┏━━
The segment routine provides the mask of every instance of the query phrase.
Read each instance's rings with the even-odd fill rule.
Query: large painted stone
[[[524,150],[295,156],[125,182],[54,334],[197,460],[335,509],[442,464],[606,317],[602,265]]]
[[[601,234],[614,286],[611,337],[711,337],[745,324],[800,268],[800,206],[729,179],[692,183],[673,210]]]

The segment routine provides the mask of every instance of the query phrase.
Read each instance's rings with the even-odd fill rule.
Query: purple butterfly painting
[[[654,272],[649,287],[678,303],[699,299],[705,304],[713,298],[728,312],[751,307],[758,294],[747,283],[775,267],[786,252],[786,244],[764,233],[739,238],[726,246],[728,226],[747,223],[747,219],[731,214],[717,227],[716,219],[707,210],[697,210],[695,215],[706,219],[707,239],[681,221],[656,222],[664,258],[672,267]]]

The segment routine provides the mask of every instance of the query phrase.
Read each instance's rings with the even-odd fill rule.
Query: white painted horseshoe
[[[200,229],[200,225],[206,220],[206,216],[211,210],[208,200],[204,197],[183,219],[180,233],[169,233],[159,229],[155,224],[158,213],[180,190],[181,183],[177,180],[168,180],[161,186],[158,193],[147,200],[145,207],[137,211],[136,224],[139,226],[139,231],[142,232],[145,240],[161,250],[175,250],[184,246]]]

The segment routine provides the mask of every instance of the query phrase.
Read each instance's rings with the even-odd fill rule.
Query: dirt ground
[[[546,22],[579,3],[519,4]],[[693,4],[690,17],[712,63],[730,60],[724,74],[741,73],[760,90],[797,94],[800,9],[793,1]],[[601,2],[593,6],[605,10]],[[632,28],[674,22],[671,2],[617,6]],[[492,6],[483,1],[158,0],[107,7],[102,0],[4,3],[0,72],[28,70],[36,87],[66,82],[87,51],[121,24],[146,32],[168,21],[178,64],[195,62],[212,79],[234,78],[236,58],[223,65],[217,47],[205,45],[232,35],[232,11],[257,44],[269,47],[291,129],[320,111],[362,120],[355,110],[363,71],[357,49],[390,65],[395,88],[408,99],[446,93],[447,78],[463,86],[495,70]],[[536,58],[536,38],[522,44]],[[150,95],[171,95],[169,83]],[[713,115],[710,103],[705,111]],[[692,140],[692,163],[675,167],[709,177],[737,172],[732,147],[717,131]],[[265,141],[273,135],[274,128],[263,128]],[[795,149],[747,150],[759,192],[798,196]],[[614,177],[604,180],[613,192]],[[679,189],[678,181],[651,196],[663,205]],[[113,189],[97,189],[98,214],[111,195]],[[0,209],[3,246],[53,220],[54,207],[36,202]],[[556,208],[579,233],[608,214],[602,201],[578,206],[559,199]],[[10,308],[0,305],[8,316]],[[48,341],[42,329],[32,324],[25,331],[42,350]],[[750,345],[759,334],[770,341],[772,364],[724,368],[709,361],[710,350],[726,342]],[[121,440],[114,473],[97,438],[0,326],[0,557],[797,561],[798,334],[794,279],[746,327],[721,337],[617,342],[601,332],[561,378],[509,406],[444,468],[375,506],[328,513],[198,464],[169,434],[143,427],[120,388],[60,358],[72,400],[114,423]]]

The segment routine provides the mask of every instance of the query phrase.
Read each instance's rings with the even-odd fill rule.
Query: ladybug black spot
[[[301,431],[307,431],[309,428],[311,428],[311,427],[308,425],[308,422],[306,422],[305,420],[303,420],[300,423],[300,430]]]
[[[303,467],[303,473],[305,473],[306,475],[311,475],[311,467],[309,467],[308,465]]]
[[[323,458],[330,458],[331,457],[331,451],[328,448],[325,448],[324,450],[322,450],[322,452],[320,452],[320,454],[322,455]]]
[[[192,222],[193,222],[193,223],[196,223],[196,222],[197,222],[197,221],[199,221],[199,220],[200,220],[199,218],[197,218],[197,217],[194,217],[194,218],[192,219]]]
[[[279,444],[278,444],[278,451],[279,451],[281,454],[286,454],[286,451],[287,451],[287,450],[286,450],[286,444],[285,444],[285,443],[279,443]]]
┗━━
#### What you should do
Reproduce, word for word, all of the entries above.

#### Expected answer
The segment routine provides the mask of every instance of the query phrase.
Read each instance's rings with the even-odd fill rule.
Query: large painted stone
[[[524,150],[295,156],[125,182],[54,334],[197,460],[335,509],[442,464],[606,317],[602,265]]]
[[[601,234],[614,286],[611,337],[711,337],[745,324],[800,268],[800,206],[729,179],[692,183],[673,210]]]

The segment routine provides the mask of every instance of the query phrase.
Read each instance's rings with the even-odd fill rule.
Query: purple butterfly painting
[[[654,272],[649,287],[678,303],[699,299],[705,304],[713,298],[728,312],[751,307],[758,294],[747,283],[775,267],[786,252],[786,244],[764,233],[739,238],[726,246],[728,226],[747,223],[747,219],[731,214],[717,227],[716,219],[707,210],[697,210],[695,215],[706,219],[707,239],[681,221],[656,222],[664,258],[672,267]]]

The segment routine provides the mask of every instance of the query phrase.
Read each instance's rings with the even-odd fill rule.
Query: white painted horseshoe
[[[200,229],[200,225],[206,220],[206,216],[211,210],[208,200],[204,197],[183,219],[180,233],[169,233],[159,229],[155,224],[158,213],[180,190],[181,183],[177,180],[168,180],[161,186],[158,193],[147,200],[145,207],[137,211],[136,224],[139,226],[139,231],[142,232],[145,240],[161,250],[175,250],[184,246]]]

The segment routine provides the mask of every instance of the query phrase.
Read each instance's rings with the even-odd fill rule.
Query: dirt ground
[[[546,22],[579,3],[519,4]],[[693,4],[690,17],[712,63],[730,60],[724,74],[741,73],[760,90],[797,94],[800,9],[793,1]],[[601,2],[593,6],[605,10]],[[632,28],[674,22],[671,2],[617,6]],[[492,6],[483,1],[158,0],[107,7],[102,0],[4,3],[0,72],[28,70],[36,87],[66,82],[87,51],[121,24],[146,32],[168,21],[178,64],[195,62],[212,79],[234,78],[236,58],[223,65],[217,47],[205,45],[232,35],[232,11],[257,44],[269,47],[291,129],[320,111],[362,120],[355,110],[363,71],[357,49],[390,65],[395,88],[408,99],[446,93],[447,78],[463,86],[495,70]],[[536,58],[536,38],[522,44]],[[150,95],[171,95],[169,83]],[[713,115],[710,103],[705,111]],[[692,140],[692,163],[675,167],[709,177],[737,172],[732,147],[717,131]],[[265,141],[273,135],[274,128],[263,128]],[[795,149],[747,150],[759,192],[798,196]],[[614,177],[604,180],[613,192]],[[679,189],[678,181],[651,196],[663,205]],[[113,189],[97,189],[98,214],[111,195]],[[0,209],[3,246],[53,220],[54,207],[36,202]],[[556,208],[579,233],[608,214],[602,201],[578,206],[559,199]],[[10,308],[0,305],[8,316]],[[48,341],[42,329],[32,324],[25,331],[42,350]],[[750,345],[759,334],[770,341],[772,364],[724,368],[709,361],[710,350],[726,342]],[[121,440],[114,473],[97,438],[0,326],[0,557],[797,561],[798,334],[794,279],[746,327],[721,337],[617,342],[601,332],[561,378],[509,406],[444,468],[375,506],[328,513],[198,464],[169,434],[143,427],[120,388],[60,358],[72,400],[114,423]]]

The segment routine provides the mask of every instance of the query phrase.
Read each instance's rings with the even-odd fill rule.
Query: ladybug black spot
[[[301,431],[307,431],[309,428],[311,428],[311,427],[308,425],[308,422],[306,422],[305,420],[303,420],[300,423],[300,430]]]
[[[303,467],[303,473],[305,473],[306,475],[311,475],[311,467],[309,467],[308,465]]]
[[[323,458],[330,458],[331,457],[331,451],[328,448],[325,448],[324,450],[322,450],[322,452],[320,452],[320,454],[322,455]]]
[[[192,222],[193,222],[193,223],[196,223],[196,222],[197,222],[197,221],[199,221],[199,220],[200,220],[199,218],[197,218],[197,217],[194,217],[194,218],[192,219]]]
[[[279,444],[278,444],[278,451],[279,451],[281,454],[286,454],[286,451],[287,451],[287,450],[286,450],[286,444],[285,444],[285,443],[279,443]]]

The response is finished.